Records shown >>
==========

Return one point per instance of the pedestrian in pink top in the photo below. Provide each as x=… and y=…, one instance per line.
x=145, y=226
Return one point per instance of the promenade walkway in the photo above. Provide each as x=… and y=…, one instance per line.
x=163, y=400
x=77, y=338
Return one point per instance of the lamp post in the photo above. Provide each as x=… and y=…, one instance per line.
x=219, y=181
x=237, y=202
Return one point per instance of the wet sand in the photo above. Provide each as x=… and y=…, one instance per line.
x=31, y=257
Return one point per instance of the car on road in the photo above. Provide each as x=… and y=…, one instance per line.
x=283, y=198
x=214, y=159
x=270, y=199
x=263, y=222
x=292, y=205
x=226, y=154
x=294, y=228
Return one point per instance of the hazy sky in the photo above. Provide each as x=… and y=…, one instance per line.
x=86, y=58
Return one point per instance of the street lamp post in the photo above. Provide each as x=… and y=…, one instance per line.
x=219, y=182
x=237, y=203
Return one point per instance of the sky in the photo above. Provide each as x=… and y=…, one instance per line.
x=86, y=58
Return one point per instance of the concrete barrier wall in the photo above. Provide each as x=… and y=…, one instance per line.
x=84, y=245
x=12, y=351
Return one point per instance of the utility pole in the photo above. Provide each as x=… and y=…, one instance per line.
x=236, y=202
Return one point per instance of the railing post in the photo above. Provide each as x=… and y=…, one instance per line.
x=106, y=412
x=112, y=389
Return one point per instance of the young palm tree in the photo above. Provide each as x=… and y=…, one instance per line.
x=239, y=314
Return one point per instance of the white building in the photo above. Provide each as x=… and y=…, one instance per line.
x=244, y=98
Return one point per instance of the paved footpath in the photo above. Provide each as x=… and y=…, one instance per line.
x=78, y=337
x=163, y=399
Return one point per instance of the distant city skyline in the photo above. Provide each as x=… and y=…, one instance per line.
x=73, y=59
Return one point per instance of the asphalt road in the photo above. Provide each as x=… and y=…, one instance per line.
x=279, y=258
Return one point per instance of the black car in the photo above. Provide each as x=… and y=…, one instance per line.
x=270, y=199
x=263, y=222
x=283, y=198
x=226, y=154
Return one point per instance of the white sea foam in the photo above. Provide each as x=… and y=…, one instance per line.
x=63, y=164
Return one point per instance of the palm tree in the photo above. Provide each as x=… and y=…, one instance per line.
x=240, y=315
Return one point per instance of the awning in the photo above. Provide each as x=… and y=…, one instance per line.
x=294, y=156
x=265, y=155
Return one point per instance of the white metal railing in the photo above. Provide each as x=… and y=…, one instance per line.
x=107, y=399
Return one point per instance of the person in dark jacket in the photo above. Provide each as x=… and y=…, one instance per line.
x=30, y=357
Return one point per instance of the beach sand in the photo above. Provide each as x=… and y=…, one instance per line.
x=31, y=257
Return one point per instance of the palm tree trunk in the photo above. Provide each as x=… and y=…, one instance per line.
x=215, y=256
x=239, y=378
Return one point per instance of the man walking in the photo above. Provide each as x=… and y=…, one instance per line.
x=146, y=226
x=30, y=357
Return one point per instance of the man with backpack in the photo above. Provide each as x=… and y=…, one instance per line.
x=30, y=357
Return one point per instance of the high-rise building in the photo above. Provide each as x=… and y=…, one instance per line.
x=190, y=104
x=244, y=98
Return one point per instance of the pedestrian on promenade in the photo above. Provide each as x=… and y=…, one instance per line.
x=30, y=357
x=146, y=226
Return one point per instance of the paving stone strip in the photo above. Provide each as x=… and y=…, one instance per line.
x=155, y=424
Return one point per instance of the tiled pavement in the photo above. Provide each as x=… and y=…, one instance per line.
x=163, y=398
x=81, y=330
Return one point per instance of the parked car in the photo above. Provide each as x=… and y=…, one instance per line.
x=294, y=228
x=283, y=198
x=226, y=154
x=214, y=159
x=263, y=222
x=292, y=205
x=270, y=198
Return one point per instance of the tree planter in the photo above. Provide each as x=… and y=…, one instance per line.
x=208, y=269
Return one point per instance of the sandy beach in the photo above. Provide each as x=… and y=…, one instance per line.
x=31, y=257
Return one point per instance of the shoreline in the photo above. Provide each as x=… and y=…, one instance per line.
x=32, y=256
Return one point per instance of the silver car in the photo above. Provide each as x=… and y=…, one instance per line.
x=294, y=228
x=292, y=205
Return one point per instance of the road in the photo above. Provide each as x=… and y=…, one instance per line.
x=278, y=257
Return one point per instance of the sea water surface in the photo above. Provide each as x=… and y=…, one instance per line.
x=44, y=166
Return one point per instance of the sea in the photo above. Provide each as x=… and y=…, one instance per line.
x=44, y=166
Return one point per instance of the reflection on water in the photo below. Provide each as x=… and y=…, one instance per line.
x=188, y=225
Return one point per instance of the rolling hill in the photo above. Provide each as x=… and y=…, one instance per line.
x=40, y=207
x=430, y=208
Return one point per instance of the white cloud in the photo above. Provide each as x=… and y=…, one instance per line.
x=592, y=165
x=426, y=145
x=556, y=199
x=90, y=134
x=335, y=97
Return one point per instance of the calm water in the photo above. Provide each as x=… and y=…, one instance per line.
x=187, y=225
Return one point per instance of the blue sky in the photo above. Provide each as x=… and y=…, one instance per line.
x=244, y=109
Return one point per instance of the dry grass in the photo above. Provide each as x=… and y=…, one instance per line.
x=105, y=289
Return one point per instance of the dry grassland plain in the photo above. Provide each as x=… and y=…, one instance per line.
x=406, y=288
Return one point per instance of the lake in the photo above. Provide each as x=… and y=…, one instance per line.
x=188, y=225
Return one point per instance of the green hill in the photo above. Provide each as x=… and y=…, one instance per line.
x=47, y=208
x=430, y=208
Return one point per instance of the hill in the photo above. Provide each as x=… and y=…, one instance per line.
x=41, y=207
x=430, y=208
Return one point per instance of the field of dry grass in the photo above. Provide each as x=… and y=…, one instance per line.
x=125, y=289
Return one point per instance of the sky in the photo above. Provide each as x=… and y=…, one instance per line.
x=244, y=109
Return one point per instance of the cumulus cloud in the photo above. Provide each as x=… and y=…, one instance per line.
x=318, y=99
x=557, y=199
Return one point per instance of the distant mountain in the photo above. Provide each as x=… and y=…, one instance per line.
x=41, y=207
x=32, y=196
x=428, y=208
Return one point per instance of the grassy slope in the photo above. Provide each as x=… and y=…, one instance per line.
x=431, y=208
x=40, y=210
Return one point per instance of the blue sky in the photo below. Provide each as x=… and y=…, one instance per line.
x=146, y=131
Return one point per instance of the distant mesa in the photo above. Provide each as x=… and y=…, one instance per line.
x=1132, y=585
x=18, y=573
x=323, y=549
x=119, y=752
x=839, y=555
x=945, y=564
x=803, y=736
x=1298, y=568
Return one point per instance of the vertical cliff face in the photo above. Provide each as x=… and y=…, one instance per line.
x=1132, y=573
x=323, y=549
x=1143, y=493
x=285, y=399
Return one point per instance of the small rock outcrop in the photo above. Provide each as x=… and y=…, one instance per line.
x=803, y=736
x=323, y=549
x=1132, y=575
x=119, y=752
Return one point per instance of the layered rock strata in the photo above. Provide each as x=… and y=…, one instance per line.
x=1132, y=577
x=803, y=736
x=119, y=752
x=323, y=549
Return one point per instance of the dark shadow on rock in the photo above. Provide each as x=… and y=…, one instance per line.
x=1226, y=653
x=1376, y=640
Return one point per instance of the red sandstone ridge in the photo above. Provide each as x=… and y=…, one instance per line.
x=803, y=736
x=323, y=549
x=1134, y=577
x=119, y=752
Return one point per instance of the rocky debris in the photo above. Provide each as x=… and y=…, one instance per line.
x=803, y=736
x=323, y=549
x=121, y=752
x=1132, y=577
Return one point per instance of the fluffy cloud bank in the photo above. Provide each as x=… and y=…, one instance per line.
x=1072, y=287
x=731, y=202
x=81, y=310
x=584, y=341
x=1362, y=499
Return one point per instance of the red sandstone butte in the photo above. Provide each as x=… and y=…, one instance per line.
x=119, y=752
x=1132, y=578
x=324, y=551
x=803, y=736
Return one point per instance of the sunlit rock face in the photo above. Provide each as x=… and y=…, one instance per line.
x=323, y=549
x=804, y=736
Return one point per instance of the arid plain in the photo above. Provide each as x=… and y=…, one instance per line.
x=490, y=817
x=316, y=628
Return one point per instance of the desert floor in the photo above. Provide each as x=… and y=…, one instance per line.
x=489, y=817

==========

What you are asked to do >> Nothing but the lines from the one containing "Return one point per instance of the layered" through the last line of the material should be returned, each exactly as written, both ends included.

Task response >>
Return one point per instance of the layered rock strata in the photo above. Provide each as x=… and y=…, one instance per line.
x=1132, y=577
x=803, y=736
x=119, y=752
x=323, y=549
Return one point per instance of the dark shadow on rock in the photo above. Provide each as x=… and y=…, one instance per line.
x=1226, y=653
x=1376, y=640
Return one point per instance of the red sandstone ridge in the photo above. Provide each as x=… and y=…, one instance per line.
x=803, y=736
x=323, y=549
x=1134, y=577
x=119, y=752
Return one point per instance of the rocky debris in the photo above. Provide each as x=… and y=…, one instance per line.
x=803, y=736
x=323, y=549
x=121, y=752
x=1132, y=577
Return one point per instance of the fluffy cloud bank in the photo above. Provide each as x=… and y=…, one instance per line.
x=1072, y=287
x=731, y=202
x=81, y=310
x=584, y=341
x=1362, y=499
Return one point per instance of the red sandstone butte in the photo above. Provide each as x=… and y=…, one instance per line.
x=119, y=752
x=1132, y=578
x=324, y=551
x=803, y=736
Return one point per instance of the sunlit rock face in the photo above. Provide each as x=… and y=…, one instance per line.
x=323, y=549
x=804, y=736
Return one point per instance of the arid plain in the photo above. Provide each as x=… and y=…, one instance per line.
x=490, y=817
x=316, y=628
Return one point per instance of the desert floor in the photo above. Provide each as x=… and y=…, one instance per line.
x=489, y=817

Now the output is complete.